:: Exercise prompt ::
Rewrite each of the rows below with "rough mask" changed to "coarse mask" wherever it occurs. Keep everything else the same.

:: Supplied records ::
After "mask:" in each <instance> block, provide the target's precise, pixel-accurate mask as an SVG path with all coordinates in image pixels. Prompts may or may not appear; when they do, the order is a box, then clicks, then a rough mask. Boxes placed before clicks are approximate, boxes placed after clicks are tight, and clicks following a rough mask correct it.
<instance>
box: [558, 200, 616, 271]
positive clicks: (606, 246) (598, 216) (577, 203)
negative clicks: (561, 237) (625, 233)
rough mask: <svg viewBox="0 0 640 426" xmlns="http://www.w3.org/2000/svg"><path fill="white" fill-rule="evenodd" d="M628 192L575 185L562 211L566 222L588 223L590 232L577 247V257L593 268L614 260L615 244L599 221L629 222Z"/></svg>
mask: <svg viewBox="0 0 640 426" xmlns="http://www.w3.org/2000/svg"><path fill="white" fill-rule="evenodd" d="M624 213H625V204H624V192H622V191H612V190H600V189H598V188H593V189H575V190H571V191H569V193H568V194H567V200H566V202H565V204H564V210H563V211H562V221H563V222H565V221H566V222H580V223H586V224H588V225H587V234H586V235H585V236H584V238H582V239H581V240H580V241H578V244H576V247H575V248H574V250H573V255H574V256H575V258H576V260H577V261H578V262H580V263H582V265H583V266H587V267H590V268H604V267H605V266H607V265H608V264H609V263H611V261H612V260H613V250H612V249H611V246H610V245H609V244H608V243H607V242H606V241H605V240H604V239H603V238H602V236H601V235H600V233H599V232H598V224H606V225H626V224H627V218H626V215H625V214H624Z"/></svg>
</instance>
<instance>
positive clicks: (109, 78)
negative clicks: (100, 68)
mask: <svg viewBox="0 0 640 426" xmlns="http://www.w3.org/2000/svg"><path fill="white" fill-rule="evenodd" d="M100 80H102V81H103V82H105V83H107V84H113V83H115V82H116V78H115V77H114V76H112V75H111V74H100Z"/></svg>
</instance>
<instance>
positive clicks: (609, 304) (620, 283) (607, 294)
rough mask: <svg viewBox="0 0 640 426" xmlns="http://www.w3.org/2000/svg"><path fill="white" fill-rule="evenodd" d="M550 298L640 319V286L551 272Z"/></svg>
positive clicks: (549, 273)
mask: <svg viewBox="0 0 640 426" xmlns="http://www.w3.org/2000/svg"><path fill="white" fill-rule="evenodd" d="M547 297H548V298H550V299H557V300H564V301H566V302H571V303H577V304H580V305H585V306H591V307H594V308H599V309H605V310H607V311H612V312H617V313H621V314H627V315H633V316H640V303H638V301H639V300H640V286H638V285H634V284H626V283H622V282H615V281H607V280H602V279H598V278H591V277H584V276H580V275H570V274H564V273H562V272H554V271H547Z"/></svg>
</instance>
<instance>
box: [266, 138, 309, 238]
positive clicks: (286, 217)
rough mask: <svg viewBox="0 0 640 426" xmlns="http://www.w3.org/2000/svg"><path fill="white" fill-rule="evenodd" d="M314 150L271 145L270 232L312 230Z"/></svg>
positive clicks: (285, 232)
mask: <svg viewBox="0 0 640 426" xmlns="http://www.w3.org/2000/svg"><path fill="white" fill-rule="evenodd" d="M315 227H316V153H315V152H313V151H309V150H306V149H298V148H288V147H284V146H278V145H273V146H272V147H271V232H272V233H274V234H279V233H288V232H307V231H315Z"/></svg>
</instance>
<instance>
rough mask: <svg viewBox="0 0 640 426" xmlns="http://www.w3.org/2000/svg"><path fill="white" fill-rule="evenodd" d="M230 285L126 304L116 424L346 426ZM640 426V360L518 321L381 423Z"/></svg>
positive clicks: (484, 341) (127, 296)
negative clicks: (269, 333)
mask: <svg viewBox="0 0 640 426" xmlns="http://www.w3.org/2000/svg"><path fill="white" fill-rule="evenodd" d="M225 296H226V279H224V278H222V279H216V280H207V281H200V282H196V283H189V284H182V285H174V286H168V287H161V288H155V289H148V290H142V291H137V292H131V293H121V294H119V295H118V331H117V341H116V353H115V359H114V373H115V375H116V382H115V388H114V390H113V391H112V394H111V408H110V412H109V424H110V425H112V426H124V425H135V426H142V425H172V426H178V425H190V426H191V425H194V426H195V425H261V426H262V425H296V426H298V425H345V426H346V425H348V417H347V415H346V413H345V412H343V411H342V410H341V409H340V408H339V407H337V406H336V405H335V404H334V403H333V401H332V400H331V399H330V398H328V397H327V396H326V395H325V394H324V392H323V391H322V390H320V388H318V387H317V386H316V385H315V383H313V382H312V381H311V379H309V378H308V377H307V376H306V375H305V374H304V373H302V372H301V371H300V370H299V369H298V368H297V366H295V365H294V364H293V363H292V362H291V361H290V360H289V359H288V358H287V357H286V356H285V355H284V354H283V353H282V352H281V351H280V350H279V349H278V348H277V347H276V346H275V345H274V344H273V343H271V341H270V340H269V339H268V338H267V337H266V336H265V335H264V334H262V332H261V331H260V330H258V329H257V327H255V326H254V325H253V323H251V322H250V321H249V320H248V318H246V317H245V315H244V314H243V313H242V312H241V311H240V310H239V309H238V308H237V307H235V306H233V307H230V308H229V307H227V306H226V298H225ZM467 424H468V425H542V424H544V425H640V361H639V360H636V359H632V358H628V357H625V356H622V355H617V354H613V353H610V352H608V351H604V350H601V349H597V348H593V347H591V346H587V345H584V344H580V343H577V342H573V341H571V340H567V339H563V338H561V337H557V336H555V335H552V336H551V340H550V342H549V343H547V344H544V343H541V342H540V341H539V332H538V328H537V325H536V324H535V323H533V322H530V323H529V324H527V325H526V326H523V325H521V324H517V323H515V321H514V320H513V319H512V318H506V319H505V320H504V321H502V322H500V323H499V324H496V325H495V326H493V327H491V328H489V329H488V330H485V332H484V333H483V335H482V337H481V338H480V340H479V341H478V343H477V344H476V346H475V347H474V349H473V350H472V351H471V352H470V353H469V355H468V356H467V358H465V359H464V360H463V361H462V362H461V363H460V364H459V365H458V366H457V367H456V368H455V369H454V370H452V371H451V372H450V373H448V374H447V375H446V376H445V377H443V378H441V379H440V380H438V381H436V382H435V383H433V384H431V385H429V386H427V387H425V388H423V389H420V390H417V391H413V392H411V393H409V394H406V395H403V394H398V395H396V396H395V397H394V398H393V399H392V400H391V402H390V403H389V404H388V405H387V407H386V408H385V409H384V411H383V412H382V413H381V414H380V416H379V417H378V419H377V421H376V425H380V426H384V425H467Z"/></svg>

:: Expected output ::
After "mask:" in each <instance> block, provide the target's precise, pixel-accurate mask as an SVG path with all coordinates in image pixels. Prompts may or may not appear; when they do, the order is a box, then clicks, then a coarse mask. Boxes placed before clicks are approximate, boxes placed after clicks are tight, and clicks following a coarse mask correct it.
<instance>
box: [558, 200, 616, 271]
positive clicks: (606, 246) (598, 216) (577, 203)
negative clicks: (561, 237) (625, 233)
coarse mask: <svg viewBox="0 0 640 426" xmlns="http://www.w3.org/2000/svg"><path fill="white" fill-rule="evenodd" d="M628 192L575 185L562 211L566 222L588 223L590 232L577 247V257L593 268L614 260L615 244L599 221L629 222Z"/></svg>
mask: <svg viewBox="0 0 640 426" xmlns="http://www.w3.org/2000/svg"><path fill="white" fill-rule="evenodd" d="M624 213H625V204H624V192H622V191H612V190H600V189H598V188H593V189H575V190H571V191H569V193H568V194H567V200H566V202H565V204H564V210H563V211H562V221H563V222H565V221H566V222H580V223H586V224H588V225H587V234H586V235H585V236H584V238H582V239H581V240H580V241H578V244H576V247H575V248H574V250H573V255H574V256H575V258H576V260H577V261H578V262H580V263H582V265H583V266H587V267H590V268H604V267H605V266H607V265H608V264H609V263H611V261H612V260H613V250H612V249H611V246H610V245H609V244H608V243H607V242H606V241H605V240H604V239H603V238H602V236H601V235H600V233H599V232H598V224H606V225H626V224H627V218H626V215H625V214H624Z"/></svg>
</instance>
<instance>
positive clicks: (109, 78)
negative clicks: (100, 68)
mask: <svg viewBox="0 0 640 426" xmlns="http://www.w3.org/2000/svg"><path fill="white" fill-rule="evenodd" d="M100 80H102V81H103V82H105V83H107V84H113V83H115V82H116V78H115V77H114V76H112V75H111V74H100Z"/></svg>
</instance>
<instance>
positive clicks: (609, 304) (620, 283) (607, 294)
coarse mask: <svg viewBox="0 0 640 426" xmlns="http://www.w3.org/2000/svg"><path fill="white" fill-rule="evenodd" d="M550 298L640 319V286L551 272Z"/></svg>
positive clicks: (549, 273)
mask: <svg viewBox="0 0 640 426" xmlns="http://www.w3.org/2000/svg"><path fill="white" fill-rule="evenodd" d="M547 297H548V298H550V299H557V300H564V301H566V302H571V303H577V304H580V305H585V306H591V307H594V308H599V309H605V310H607V311H612V312H617V313H621V314H627V315H633V316H640V303H638V301H639V300H640V286H638V285H634V284H626V283H622V282H615V281H607V280H602V279H598V278H591V277H584V276H580V275H570V274H564V273H562V272H554V271H547Z"/></svg>
</instance>
<instance>
box: [266, 138, 309, 238]
positive clicks: (286, 217)
coarse mask: <svg viewBox="0 0 640 426" xmlns="http://www.w3.org/2000/svg"><path fill="white" fill-rule="evenodd" d="M314 150L271 145L270 232L312 230Z"/></svg>
positive clicks: (285, 232)
mask: <svg viewBox="0 0 640 426" xmlns="http://www.w3.org/2000/svg"><path fill="white" fill-rule="evenodd" d="M315 227H316V153H315V152H313V151H309V150H306V149H298V148H288V147H284V146H278V145H273V146H272V147H271V232H272V233H274V234H279V233H288V232H307V231H315Z"/></svg>
</instance>
<instance>
coarse mask: <svg viewBox="0 0 640 426" xmlns="http://www.w3.org/2000/svg"><path fill="white" fill-rule="evenodd" d="M230 285L126 304L116 424L346 426ZM640 426V360L518 321L381 423Z"/></svg>
positive clicks: (484, 341) (127, 296)
negative clicks: (269, 333)
mask: <svg viewBox="0 0 640 426" xmlns="http://www.w3.org/2000/svg"><path fill="white" fill-rule="evenodd" d="M225 296H226V279H224V278H222V279H216V280H207V281H200V282H196V283H189V284H182V285H174V286H168V287H161V288H155V289H148V290H142V291H137V292H131V293H121V294H119V295H118V331H117V341H116V353H115V359H114V373H115V375H116V382H115V388H114V390H113V391H112V394H111V408H110V412H109V424H110V425H112V426H124V425H135V426H142V425H172V426H178V425H190V426H191V425H194V426H195V425H261V426H262V425H296V426H298V425H345V426H346V425H348V417H347V415H346V413H345V412H343V411H342V410H341V409H340V408H339V407H337V406H336V405H335V404H334V403H333V401H332V400H331V399H330V398H328V397H327V396H326V395H325V394H324V392H323V391H322V390H320V388H318V387H317V386H316V385H315V383H313V382H312V381H311V379H309V378H308V377H307V376H306V375H305V374H304V373H302V372H301V371H300V370H299V369H298V368H297V366H295V365H294V364H293V363H292V362H291V361H290V360H289V359H288V358H287V357H286V356H285V355H284V354H283V353H282V352H281V351H280V350H279V349H278V348H277V347H276V346H275V345H274V344H273V343H271V341H270V340H269V339H268V338H267V337H266V336H265V335H264V334H262V332H261V331H260V330H258V329H257V327H255V326H254V325H253V323H251V322H250V321H249V320H248V318H246V317H245V315H244V314H243V313H242V312H241V311H240V310H239V309H238V308H237V307H235V306H233V307H230V308H229V307H227V306H226V298H225ZM467 424H468V425H542V424H544V425H640V361H639V360H636V359H632V358H628V357H625V356H622V355H617V354H613V353H610V352H608V351H604V350H601V349H597V348H593V347H591V346H587V345H584V344H580V343H577V342H573V341H571V340H567V339H563V338H561V337H557V336H555V335H552V336H551V340H550V342H549V343H547V344H544V343H541V342H540V341H539V332H538V328H537V325H536V324H535V323H533V322H530V323H529V324H527V325H526V326H523V325H521V324H517V323H515V321H514V320H513V319H512V318H506V319H505V320H504V321H502V322H500V323H499V324H496V325H495V326H493V327H491V328H489V329H488V330H485V332H484V333H483V335H482V337H481V338H480V340H479V341H478V343H477V344H476V346H475V347H474V349H473V350H472V351H471V352H470V353H469V355H468V356H467V358H465V359H464V360H463V361H462V362H461V363H460V364H459V365H458V366H457V367H456V368H455V369H454V370H452V371H451V372H450V373H448V374H447V375H446V376H445V377H443V378H441V379H440V380H438V381H436V382H435V383H433V384H431V385H429V386H427V387H425V388H423V389H420V390H417V391H413V392H411V393H409V394H406V395H403V394H398V395H396V396H395V397H394V398H393V399H392V400H391V402H390V403H389V404H388V405H387V407H386V408H385V409H384V411H383V412H382V413H381V414H380V416H379V417H378V419H377V421H376V425H380V426H384V425H467Z"/></svg>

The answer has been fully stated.